» **Task description**:
Would you reproduce every record exactly, leaving out the pictures?

» **Dataset content**:

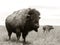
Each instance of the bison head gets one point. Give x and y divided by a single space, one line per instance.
34 19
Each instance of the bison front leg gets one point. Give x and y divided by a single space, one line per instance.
18 34
24 36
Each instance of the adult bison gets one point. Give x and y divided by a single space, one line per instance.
22 22
47 28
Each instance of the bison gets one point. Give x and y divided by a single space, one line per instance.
22 22
47 28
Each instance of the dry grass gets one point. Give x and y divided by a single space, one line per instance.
33 38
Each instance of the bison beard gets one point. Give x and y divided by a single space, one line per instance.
22 22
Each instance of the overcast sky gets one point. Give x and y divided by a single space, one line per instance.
49 9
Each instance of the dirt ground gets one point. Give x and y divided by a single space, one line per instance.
33 38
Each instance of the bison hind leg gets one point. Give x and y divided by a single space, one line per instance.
18 33
24 36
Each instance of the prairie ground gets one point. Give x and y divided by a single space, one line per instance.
33 38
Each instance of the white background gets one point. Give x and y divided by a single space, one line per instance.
49 9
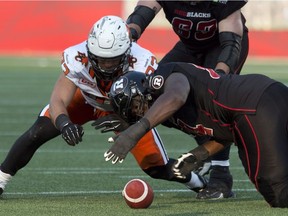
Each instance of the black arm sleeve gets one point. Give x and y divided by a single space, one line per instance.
141 16
231 47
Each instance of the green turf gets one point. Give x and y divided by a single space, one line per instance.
64 180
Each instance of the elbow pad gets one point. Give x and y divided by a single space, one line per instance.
141 16
231 47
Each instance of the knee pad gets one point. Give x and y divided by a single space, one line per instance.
42 130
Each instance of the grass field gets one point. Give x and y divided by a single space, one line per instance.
65 180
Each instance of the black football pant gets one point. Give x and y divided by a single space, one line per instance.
182 53
262 140
26 145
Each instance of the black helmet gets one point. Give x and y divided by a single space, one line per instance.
124 90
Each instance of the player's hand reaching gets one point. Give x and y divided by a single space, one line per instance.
126 140
185 164
71 133
112 122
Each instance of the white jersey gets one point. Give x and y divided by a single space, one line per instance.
78 69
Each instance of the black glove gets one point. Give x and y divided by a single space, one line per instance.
205 168
126 140
185 164
220 72
71 133
112 122
191 161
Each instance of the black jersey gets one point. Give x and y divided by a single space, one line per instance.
214 101
197 24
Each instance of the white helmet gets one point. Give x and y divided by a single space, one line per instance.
109 39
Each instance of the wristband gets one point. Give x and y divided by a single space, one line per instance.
220 72
61 121
134 34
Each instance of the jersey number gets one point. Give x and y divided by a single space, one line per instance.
204 29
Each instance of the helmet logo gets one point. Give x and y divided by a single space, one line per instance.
157 82
119 85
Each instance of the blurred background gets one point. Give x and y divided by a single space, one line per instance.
48 27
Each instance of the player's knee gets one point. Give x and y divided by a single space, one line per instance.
41 130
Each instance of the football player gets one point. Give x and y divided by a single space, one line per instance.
80 95
211 34
199 102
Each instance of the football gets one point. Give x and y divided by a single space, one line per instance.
138 194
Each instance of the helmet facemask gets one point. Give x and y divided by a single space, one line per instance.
131 99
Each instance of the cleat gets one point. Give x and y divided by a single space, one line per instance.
219 185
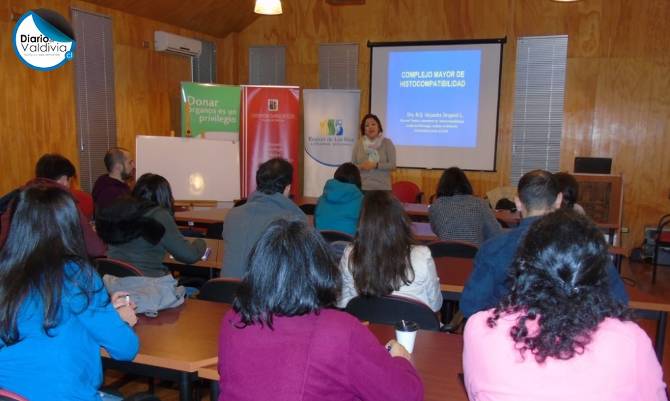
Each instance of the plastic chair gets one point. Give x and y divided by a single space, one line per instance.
6 395
661 239
392 308
219 290
116 268
332 236
455 249
407 192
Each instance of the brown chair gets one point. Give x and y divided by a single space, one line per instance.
116 268
407 192
454 249
661 239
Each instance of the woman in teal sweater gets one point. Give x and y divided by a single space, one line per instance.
340 205
55 313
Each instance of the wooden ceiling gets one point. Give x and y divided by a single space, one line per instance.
213 17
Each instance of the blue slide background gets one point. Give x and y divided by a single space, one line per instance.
433 100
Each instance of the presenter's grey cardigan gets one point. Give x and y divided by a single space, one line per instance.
379 178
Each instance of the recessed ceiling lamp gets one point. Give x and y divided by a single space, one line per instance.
268 7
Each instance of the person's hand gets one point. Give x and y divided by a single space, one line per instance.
396 349
368 165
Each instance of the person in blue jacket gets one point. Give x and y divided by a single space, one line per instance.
340 205
55 313
538 194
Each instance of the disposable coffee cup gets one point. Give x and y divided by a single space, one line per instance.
405 334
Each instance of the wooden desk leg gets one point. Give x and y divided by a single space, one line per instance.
660 335
213 390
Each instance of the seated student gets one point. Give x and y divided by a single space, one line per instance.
282 341
54 309
340 205
383 259
245 224
487 285
559 334
457 215
141 230
120 169
569 187
54 169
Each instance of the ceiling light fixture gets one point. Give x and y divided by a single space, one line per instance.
268 7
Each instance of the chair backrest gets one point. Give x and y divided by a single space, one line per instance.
116 268
308 208
332 236
6 395
391 308
219 290
456 249
407 191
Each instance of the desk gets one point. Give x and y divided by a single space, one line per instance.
174 345
454 272
437 358
215 260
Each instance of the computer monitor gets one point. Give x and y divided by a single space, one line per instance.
593 165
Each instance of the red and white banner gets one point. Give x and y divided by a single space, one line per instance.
270 128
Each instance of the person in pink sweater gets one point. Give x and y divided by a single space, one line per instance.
281 341
559 335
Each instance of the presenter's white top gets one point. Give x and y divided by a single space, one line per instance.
425 288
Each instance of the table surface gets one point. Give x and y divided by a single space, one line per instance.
437 357
215 260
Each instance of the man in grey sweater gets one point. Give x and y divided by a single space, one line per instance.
245 224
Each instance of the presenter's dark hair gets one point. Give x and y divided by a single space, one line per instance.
569 186
44 236
154 189
538 189
374 117
560 283
453 182
274 176
113 157
349 174
380 259
291 273
54 166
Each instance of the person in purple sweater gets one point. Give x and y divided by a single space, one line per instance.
281 341
560 334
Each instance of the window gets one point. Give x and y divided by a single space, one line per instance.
94 86
267 65
538 104
338 66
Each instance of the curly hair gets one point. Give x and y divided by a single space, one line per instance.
560 287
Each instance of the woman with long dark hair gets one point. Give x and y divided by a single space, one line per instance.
559 334
283 341
374 155
140 230
457 215
384 259
55 313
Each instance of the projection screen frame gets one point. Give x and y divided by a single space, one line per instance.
502 41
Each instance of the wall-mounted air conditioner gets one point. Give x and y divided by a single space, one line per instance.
171 43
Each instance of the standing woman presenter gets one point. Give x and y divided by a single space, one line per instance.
374 154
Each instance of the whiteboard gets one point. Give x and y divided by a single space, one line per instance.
197 169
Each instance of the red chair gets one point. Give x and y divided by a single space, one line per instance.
407 192
6 395
116 268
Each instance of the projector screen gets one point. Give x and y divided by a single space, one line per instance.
438 101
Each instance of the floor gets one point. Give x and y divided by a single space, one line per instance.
638 274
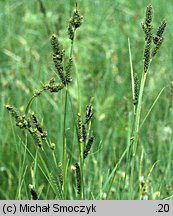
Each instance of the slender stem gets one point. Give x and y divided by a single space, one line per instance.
65 148
138 112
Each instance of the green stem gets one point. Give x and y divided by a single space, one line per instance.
65 148
138 113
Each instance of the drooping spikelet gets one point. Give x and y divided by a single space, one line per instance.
147 28
158 38
89 111
147 25
58 58
36 136
88 147
84 132
74 23
78 178
33 192
68 70
21 120
136 89
38 126
79 128
60 173
52 86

» **Expected output**:
Each instance of the bison head gets one point. Give x and y divided by a single space, one line per instance.
34 19
Each instance of the bison front leg gets one point. Give x and y divided by a single space, one line per instance.
18 34
24 36
Each instance of the adult bison gets one point. Give x and y divided by a single space, one line per instance.
22 22
47 28
Each instance of the bison gets one point. Give x and y divided by a single space, one line per instance.
22 22
47 28
Each instance of the dry grass gets one point. Give x and y divided by a single space, one line per instance.
33 38
Each instance of the bison beard gets one point. Give x and y divided by a single space, one line per instance.
22 22
Each instance of the overcast sky gets one point. Give x and y divided by a single space, one line per instance.
49 9
Each instance of the dirt ground gets one point. Give x and y divided by a single space, one line per instance.
33 38
Each instance of the bison hind leg gets one point. Give x and y divided by a single space, one line per instance.
18 33
24 36
Each instance of the prairie ground gets one point. Give x and y divided by a single space, one line per instance.
33 38
Each instance of the white background gets one point. Give x and y divided by a single space, one line per instance.
49 9
Each instance of the black arm sleeve gets one point. Give x and y divided by a single space, one line per instance.
141 16
231 47
Each instance of the green turf gets one point. Give x and y divided by a single space, one line per instance.
64 180
Each instance of the elbow pad gets one point. Give x and y divided by a single space, one line per instance.
141 16
231 47
Each instance of the knee pad gets one point. Give x and y divided by a single space, one line per instance.
42 130
Each instance of the grass field gets one point. Give x and y divided by a single space, one line per instance.
65 180
Each instance of the black football pant gets one point. Give x and y divided by a single space, one line per instance.
182 53
262 140
26 145
Each instance of the black helmet gets one point. Give x and y divided by a single space, one line per instance.
124 90
Each instance of the player's hand reaching gets one point. Give x and y divided by a single space, one line per instance.
126 140
185 164
71 133
112 122
Each instance of the white jersey gets one point. Give x and y divided by a single space, one line per instance.
78 69
Each instance of the black glove gets one point. Give x and y divided by a single space, one line per instance.
205 168
126 140
185 164
220 72
71 133
112 122
191 161
Each instance of the black jersey gets one point. Give x and y divided by a single space, one line per instance.
214 101
197 24
Each instance of the white helmet gets one point. Give x and y divided by a single space, one line per instance.
109 39
Each instance of the wristband gets one point. Give x and y divided by a single space, one line per instance.
220 72
61 121
134 34
Each instance of the jersey number gets one point. Give x and y divided by a single space, one line per instance.
204 29
Each instance of the helmet logo gets one point. Give x and y divided by a single space, one line per instance.
157 82
119 85
Each instance of the blurred background gets one point. Give x and y divided by a single space, one line per instance.
48 27
Each instance of the player's knee gets one point. Give x and y divided by a single space, one line per instance.
41 130
Each instance of the football player gets one point. Give x and y divided by a single space, one line per instance.
80 95
211 34
199 102
Each instance of the football gets one point. Give x and y divided by a single space, one line per instance.
138 194
Each instance of the helmet facemask gets one point. Give x and y divided by a single space, one line per instance.
131 99
Each instance of the cleat gets one point. Give x and y divided by a single space, one line per instance.
219 185
Each instance of the plastic chair gets one point. Give x and y divided by a single space, one line per instance.
6 395
661 239
392 308
219 290
116 268
332 236
455 249
407 192
Each instance of the brown chair gets one point. Give x and y divided by a single space, one line per instance.
116 268
407 192
454 249
661 239
Each instance of the woman in teal sweater gets one point. Give x and y divided by a single space, one line per instance.
340 205
55 313
Each instance of the wooden ceiling gets one point. Give x and y divided by a single space, one line per instance.
213 17
Each instance of the blue slide background gets one point. Give x and y divided by a single space, one line per instance.
433 100
Each instance of the presenter's grey cardigan gets one point. Give x and y divided by a single space, one line per instance.
379 178
Each instance of the recessed ceiling lamp gets one point. Give x and y divided by a single space, one line per instance.
268 7
Each instance of the person's hand gets one point. Give x and y divided by a single space, one line per instance.
396 349
368 165
Each instance of the person in blue jacket gets one point. Give x and y divided by a single space, one line per instance.
340 205
55 313
538 194
Each instance of the disposable coffee cup gets one point. Give x and y divided by a single space, one line per instance.
405 334
Each instance of the wooden desk leg gets one point. Give x and y divided by a single space, one line per instance.
660 335
213 390
Each instance of the seated student gets one point. Give x and y divided by a single space, one line per instance.
282 341
54 309
340 205
383 259
245 224
487 285
559 334
457 215
141 230
120 169
569 187
54 169
Each instance of the ceiling light fixture gets one point. Give x and y divided by a single space, one line per instance.
268 7
Each instance of the chair backrest gets one point. Give x and y divided by a single space, one line per instance.
116 268
308 208
332 236
6 395
391 308
219 290
456 249
407 191
Each instance of the desk gets one point. Give x and y divided by a single space, one line per instance.
174 345
454 272
437 358
215 260
Each instance of the computer monitor gets one point. Give x and y divided by a single space, one line per instance.
593 165
Each instance of the red and white banner gets one point. Give x and y divided by a single space, one line per instance.
270 128
Each instance of the person in pink sweater gets one point. Give x and y divided by a single space, one line per instance.
281 341
559 335
Each instance of the presenter's white top gets one point. Give x and y divided by a single space, one line per instance.
425 288
Each instance of the table surface gets one point. Give x and y divided by a single space, one line per instance.
437 357
215 260
Each instance of the man in grey sweater gets one point. Give x and y divided by a single space, one line per instance.
245 224
Each instance of the presenter's dark hair gets one point. Give x and y divided by a single space, one line per instance.
569 186
44 236
154 189
538 189
374 117
560 283
453 182
274 176
113 157
349 174
380 259
291 273
54 166
Each instance of the person in purple sweater gets one point. Give x and y divided by a single space, one line per instance.
281 341
560 334
Each instance of the window gets one point. Give x and y divided by a single space, one line per instance.
94 86
267 65
538 104
338 66
Each instance of the curly hair gets one point. Give x and y divided by a single space, one line per instance.
560 287
Each instance of the woman with long dark hair gets one point. Give x and y divided by a single space, one line per instance.
559 334
283 341
374 155
140 230
457 215
384 259
55 313
Each instance of the projection screen frame gets one point. Give x and y divided by a single space, one line per instance.
502 41
Each instance of the wall-mounted air conditioner gets one point. Give x and y divided by a single space, one line per instance.
171 43
Each instance of the standing woman presenter gets one point. Give x and y divided by a single space, one line per instance.
374 154
Each instance of the whiteboard gets one point. Give x and y divided by a single space, one line per instance.
197 169
Each instance of the red chair gets one point. Give x and y divided by a single space, one line per instance.
407 192
6 395
116 268
Each instance of the projector screen gets one point. Give x and y divided by a single space, one line per instance.
438 101
Each instance of the floor gets one point. Give x and y divided by a single space, one line per instance.
638 274
Each instance of the slender stem gets one point. Give x and y divided by a single space, one line per instance.
65 148
138 112
Each instance of the green stem gets one point. Give x and y divided by a single space, one line per instance.
65 148
138 113
Each instance of the drooping spikelet gets one point. Give x and y divided by a single space, one line per instance.
147 28
158 38
89 111
147 25
58 58
36 136
88 147
84 132
74 23
78 178
33 192
68 70
21 120
136 89
38 126
79 128
60 173
52 86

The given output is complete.